Excerpts from a detection dataset
* BEGIN *
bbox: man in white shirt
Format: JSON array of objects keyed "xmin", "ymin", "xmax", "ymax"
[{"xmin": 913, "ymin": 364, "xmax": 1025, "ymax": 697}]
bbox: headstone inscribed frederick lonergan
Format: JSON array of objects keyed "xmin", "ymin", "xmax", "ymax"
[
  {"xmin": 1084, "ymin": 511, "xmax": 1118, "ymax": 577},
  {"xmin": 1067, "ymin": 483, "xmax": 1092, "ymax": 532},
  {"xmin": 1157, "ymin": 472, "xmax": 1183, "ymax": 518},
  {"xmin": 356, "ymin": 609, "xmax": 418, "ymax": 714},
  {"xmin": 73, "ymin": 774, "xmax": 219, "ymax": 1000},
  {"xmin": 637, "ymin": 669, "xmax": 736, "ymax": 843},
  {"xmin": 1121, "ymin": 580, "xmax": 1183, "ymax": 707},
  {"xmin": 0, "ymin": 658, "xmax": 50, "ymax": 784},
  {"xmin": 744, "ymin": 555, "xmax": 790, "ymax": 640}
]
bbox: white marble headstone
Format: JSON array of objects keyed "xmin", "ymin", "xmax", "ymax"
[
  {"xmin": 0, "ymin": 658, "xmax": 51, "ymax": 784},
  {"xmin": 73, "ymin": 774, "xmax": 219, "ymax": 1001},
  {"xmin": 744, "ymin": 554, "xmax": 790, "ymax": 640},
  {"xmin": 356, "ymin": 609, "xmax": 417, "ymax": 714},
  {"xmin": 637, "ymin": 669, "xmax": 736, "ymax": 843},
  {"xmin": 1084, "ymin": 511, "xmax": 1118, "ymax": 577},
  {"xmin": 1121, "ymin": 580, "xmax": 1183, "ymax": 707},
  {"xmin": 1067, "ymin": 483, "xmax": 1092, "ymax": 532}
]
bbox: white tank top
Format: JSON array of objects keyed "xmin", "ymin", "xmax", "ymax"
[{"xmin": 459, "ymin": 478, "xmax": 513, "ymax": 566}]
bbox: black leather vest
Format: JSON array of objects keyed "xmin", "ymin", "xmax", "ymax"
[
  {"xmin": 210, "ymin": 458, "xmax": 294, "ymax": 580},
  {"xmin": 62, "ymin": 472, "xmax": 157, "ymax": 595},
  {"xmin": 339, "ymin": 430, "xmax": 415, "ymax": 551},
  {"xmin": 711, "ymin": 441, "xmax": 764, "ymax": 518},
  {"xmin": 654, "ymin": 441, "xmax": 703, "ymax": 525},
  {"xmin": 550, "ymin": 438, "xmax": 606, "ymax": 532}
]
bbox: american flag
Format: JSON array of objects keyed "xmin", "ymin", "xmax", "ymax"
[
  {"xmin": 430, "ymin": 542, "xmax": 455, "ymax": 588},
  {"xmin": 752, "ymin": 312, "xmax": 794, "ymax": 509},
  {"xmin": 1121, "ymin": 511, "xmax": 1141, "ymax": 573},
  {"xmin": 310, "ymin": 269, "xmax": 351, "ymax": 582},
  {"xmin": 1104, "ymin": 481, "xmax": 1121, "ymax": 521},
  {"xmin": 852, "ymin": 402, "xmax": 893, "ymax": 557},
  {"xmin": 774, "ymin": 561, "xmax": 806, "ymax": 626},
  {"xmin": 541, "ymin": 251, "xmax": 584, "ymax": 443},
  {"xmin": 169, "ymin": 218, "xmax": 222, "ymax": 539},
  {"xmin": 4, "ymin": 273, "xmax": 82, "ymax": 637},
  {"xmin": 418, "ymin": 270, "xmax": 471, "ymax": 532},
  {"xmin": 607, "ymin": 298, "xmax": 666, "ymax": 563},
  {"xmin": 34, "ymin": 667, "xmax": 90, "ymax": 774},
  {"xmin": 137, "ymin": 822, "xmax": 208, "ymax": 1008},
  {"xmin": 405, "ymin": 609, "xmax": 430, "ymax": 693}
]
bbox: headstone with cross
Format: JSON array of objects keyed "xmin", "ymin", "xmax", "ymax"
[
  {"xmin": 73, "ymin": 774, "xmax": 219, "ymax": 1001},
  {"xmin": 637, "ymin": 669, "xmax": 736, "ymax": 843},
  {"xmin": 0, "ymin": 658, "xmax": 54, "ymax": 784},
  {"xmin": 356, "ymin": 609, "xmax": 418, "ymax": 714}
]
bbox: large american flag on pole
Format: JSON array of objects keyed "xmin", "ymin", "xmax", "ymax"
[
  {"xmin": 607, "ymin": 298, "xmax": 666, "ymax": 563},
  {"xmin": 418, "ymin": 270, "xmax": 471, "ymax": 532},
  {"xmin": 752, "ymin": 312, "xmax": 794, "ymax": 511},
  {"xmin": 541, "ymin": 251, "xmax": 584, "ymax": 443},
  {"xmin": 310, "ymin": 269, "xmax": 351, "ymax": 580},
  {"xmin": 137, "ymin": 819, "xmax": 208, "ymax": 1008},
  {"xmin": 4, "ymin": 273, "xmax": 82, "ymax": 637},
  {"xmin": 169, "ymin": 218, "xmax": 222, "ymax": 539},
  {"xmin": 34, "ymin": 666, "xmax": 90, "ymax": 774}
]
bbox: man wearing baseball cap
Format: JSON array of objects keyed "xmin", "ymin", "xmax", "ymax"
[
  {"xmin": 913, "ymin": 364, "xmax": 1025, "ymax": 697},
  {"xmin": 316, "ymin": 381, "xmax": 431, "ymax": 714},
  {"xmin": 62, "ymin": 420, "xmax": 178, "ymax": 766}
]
* END *
GIVEN EXERCISE – Reproduce the data above with every occurrence of "headstone" replaced by "grave marker", leaving everything else unchanged.

FINAL ANSWER –
bbox: man in white shirt
Format: JSON array of objects keyed "xmin", "ymin", "xmax", "ymax"
[{"xmin": 913, "ymin": 364, "xmax": 1025, "ymax": 697}]
bbox: grave marker inscribed frederick lonergan
Format: JSON array of objects keyed "xmin", "ymin", "xmax", "ymax"
[
  {"xmin": 1084, "ymin": 511, "xmax": 1118, "ymax": 577},
  {"xmin": 1067, "ymin": 483, "xmax": 1092, "ymax": 532},
  {"xmin": 1157, "ymin": 472, "xmax": 1183, "ymax": 518},
  {"xmin": 356, "ymin": 609, "xmax": 418, "ymax": 714},
  {"xmin": 73, "ymin": 774, "xmax": 219, "ymax": 1000},
  {"xmin": 637, "ymin": 669, "xmax": 736, "ymax": 843},
  {"xmin": 1121, "ymin": 580, "xmax": 1183, "ymax": 707},
  {"xmin": 0, "ymin": 658, "xmax": 50, "ymax": 784},
  {"xmin": 744, "ymin": 555, "xmax": 790, "ymax": 640}
]
bbox: white marble grave marker
Format: JSON array of objects keyed "xmin", "ymin", "xmax", "ymax"
[
  {"xmin": 0, "ymin": 658, "xmax": 51, "ymax": 784},
  {"xmin": 73, "ymin": 774, "xmax": 219, "ymax": 1001},
  {"xmin": 744, "ymin": 554, "xmax": 790, "ymax": 640},
  {"xmin": 356, "ymin": 609, "xmax": 417, "ymax": 714},
  {"xmin": 637, "ymin": 669, "xmax": 736, "ymax": 843},
  {"xmin": 1084, "ymin": 511, "xmax": 1118, "ymax": 577},
  {"xmin": 1121, "ymin": 580, "xmax": 1183, "ymax": 707},
  {"xmin": 1067, "ymin": 483, "xmax": 1092, "ymax": 532}
]
bbox: white tank top
Format: JSON array of objects keyed "xmin", "ymin", "xmax", "ymax"
[{"xmin": 459, "ymin": 478, "xmax": 513, "ymax": 566}]
bbox: black leather vest
Format: JSON array of objects keyed "xmin", "ymin", "xmax", "ymax"
[
  {"xmin": 210, "ymin": 458, "xmax": 294, "ymax": 580},
  {"xmin": 62, "ymin": 472, "xmax": 157, "ymax": 595},
  {"xmin": 339, "ymin": 430, "xmax": 415, "ymax": 551},
  {"xmin": 711, "ymin": 441, "xmax": 764, "ymax": 518},
  {"xmin": 654, "ymin": 441, "xmax": 703, "ymax": 525},
  {"xmin": 550, "ymin": 438, "xmax": 606, "ymax": 532}
]
bbox: american flag
Format: JSON array of objects keyed "xmin", "ymin", "xmax", "ymax"
[
  {"xmin": 430, "ymin": 542, "xmax": 455, "ymax": 588},
  {"xmin": 752, "ymin": 312, "xmax": 794, "ymax": 509},
  {"xmin": 1121, "ymin": 511, "xmax": 1141, "ymax": 573},
  {"xmin": 310, "ymin": 269, "xmax": 351, "ymax": 582},
  {"xmin": 1104, "ymin": 481, "xmax": 1121, "ymax": 521},
  {"xmin": 852, "ymin": 402, "xmax": 893, "ymax": 557},
  {"xmin": 774, "ymin": 561, "xmax": 806, "ymax": 626},
  {"xmin": 541, "ymin": 251, "xmax": 584, "ymax": 443},
  {"xmin": 169, "ymin": 218, "xmax": 222, "ymax": 539},
  {"xmin": 4, "ymin": 273, "xmax": 82, "ymax": 637},
  {"xmin": 418, "ymin": 270, "xmax": 471, "ymax": 532},
  {"xmin": 607, "ymin": 298, "xmax": 666, "ymax": 563},
  {"xmin": 34, "ymin": 667, "xmax": 90, "ymax": 774},
  {"xmin": 137, "ymin": 822, "xmax": 208, "ymax": 1008},
  {"xmin": 405, "ymin": 609, "xmax": 430, "ymax": 693}
]
bbox: grave marker with cross
Format: JSON array of objects keyed "xmin", "ymin", "xmax", "ymax"
[
  {"xmin": 73, "ymin": 774, "xmax": 219, "ymax": 1001},
  {"xmin": 637, "ymin": 669, "xmax": 736, "ymax": 843},
  {"xmin": 0, "ymin": 658, "xmax": 54, "ymax": 784},
  {"xmin": 356, "ymin": 609, "xmax": 418, "ymax": 714}
]
bbox: large american flag on pole
Format: JSON array of objects keyed "xmin", "ymin", "xmax", "ymax"
[
  {"xmin": 607, "ymin": 298, "xmax": 666, "ymax": 563},
  {"xmin": 418, "ymin": 270, "xmax": 471, "ymax": 532},
  {"xmin": 752, "ymin": 312, "xmax": 794, "ymax": 511},
  {"xmin": 541, "ymin": 251, "xmax": 584, "ymax": 443},
  {"xmin": 310, "ymin": 269, "xmax": 351, "ymax": 580},
  {"xmin": 137, "ymin": 819, "xmax": 208, "ymax": 1008},
  {"xmin": 4, "ymin": 273, "xmax": 82, "ymax": 637},
  {"xmin": 169, "ymin": 218, "xmax": 222, "ymax": 539},
  {"xmin": 34, "ymin": 666, "xmax": 90, "ymax": 774}
]
bbox: man wearing baseball cap
Format: JSON array of objects keyed "xmin", "ymin", "xmax", "ymax"
[
  {"xmin": 913, "ymin": 364, "xmax": 1025, "ymax": 697},
  {"xmin": 316, "ymin": 381, "xmax": 431, "ymax": 714},
  {"xmin": 62, "ymin": 420, "xmax": 178, "ymax": 766}
]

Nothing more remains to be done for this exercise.